### [WORK INSTRUCTION 1]
In the text about this week's class, how many tries does a person get to score 100% on the math tests before failing the entire semester?
### [WORK INSTRUCTION 2]
From the text about this week's class, reproduce everything from "We didn't have" down to "it has happened." without any changes.

We didn't have any new theory in class this week, which I think is a little weird, but that's the way they wrote the schedule.  We start to learn about the renal (kidney) system next week, as well as management and delegation.  We also have the first of our mandatory math tests for the semester.  These don't count towards our grade, but we must get 100% or take it again.  If a person fails to get 100% after 3 tries, they have failed the entire semester.  I'm not actually aware of anyone who has had to repeat a semester because of this, but I'm sure it has happened.

[Region pointing data]
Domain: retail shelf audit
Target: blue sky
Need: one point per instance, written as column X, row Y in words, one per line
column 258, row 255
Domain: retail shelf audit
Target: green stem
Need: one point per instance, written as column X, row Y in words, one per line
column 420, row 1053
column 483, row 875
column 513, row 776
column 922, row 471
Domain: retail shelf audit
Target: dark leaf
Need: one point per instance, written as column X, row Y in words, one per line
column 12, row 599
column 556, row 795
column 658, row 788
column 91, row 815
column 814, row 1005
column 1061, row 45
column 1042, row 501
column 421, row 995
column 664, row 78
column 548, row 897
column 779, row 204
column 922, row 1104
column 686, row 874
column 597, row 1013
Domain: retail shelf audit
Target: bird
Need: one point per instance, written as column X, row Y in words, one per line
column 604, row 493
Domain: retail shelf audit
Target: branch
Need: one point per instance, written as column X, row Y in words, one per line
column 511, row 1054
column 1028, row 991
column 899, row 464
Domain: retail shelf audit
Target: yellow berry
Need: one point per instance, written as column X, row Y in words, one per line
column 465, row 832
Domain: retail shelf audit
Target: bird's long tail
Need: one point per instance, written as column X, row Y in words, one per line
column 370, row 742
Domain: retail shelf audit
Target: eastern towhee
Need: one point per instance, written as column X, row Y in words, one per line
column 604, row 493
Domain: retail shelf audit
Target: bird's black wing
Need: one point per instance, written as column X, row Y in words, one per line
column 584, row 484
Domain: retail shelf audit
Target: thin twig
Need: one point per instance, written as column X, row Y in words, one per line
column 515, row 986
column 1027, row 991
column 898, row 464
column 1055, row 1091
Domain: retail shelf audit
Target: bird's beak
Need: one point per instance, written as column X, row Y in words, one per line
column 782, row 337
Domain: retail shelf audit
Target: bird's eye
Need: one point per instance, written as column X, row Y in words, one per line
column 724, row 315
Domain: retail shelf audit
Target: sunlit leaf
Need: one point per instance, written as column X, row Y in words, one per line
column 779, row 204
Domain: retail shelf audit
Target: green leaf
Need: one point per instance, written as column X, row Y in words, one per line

...

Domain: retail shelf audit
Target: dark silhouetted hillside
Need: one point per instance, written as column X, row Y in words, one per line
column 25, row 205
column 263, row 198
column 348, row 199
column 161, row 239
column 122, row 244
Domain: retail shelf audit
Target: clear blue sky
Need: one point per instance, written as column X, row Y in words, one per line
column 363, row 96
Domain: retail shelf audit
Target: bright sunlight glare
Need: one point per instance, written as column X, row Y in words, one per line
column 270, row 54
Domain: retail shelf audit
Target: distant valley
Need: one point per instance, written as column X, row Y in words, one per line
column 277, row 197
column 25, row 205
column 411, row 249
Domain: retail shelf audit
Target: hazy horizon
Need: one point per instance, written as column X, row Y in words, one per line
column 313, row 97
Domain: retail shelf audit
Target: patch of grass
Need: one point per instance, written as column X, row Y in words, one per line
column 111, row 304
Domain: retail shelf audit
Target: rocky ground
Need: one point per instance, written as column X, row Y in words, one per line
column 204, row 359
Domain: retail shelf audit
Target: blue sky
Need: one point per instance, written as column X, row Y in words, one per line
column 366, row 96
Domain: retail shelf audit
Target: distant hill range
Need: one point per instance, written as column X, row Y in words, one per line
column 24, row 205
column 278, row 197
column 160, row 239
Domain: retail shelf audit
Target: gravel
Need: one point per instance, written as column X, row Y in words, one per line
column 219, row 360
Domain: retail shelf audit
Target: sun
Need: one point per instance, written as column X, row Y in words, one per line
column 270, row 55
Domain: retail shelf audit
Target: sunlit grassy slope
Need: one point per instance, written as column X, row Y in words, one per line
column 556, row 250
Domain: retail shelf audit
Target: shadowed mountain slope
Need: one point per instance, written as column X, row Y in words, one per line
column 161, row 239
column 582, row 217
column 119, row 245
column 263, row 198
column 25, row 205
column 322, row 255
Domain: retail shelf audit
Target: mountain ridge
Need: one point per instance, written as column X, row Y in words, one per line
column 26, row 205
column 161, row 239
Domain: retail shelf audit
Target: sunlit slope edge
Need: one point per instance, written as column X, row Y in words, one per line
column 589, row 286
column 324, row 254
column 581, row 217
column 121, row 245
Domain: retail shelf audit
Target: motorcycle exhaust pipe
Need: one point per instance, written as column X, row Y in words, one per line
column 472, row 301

...

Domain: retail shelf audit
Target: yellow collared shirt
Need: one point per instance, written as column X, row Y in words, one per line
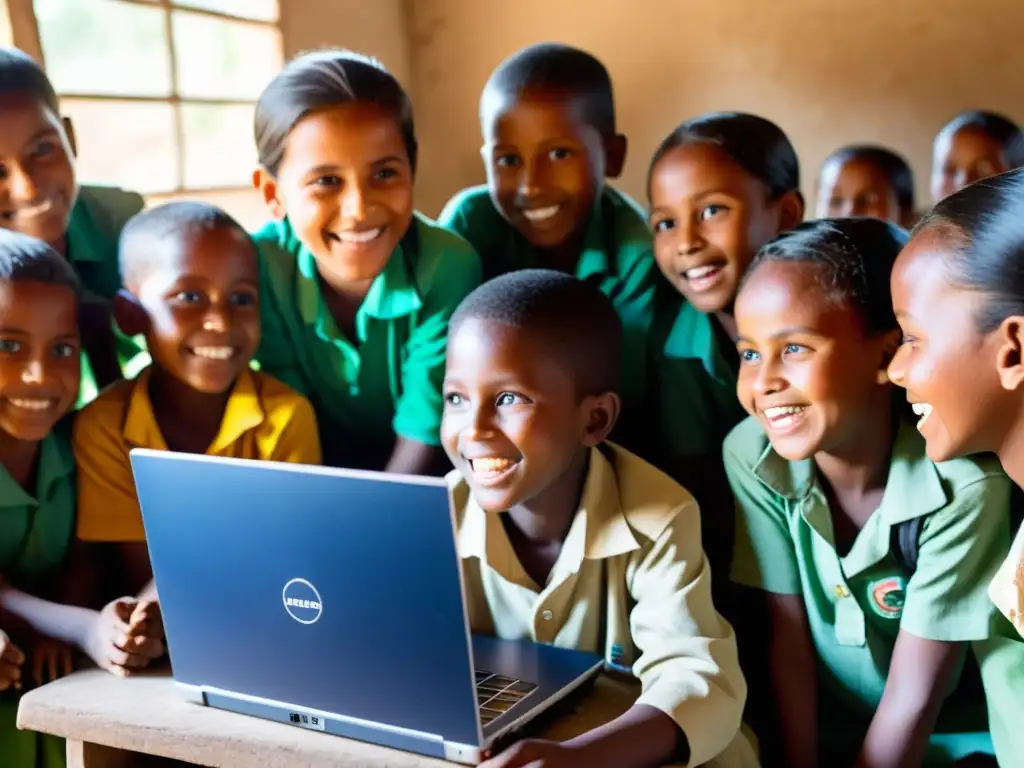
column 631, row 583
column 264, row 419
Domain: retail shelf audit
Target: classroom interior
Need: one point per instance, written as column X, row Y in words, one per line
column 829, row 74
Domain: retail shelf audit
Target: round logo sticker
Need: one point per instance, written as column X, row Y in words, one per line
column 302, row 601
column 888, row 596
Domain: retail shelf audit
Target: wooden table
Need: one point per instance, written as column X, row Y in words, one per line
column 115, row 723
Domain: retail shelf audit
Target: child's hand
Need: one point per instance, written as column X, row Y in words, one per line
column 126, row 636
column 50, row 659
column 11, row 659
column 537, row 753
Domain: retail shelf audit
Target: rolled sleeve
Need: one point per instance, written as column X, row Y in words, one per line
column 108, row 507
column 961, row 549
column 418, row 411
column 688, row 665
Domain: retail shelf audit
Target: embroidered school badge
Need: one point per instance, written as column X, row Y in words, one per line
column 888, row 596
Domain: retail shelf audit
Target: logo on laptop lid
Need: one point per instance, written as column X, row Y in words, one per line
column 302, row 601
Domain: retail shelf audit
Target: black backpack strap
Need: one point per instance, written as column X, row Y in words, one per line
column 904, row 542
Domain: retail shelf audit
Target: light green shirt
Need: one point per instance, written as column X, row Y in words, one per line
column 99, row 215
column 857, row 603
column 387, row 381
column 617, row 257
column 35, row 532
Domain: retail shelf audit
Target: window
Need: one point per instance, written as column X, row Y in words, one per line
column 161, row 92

### [EXERCISE RESPONSE 1]
Three tries.

### [EXERCISE RESPONSE 2]
We didn't have any new theory in class this week, which I think is a little weird, but that's the way they wrote the schedule.  We start to learn about the renal (kidney) system next week, as well as management and delegation.  We also have the first of our mandatory math tests for the semester.  These don't count towards our grade, but we must get 100% or take it again.  If a person fails to get 100% after 3 tries, they have failed the entire semester.  I'm not actually aware of anyone who has had to repeat a semester because of this, but I'm sure it has happened.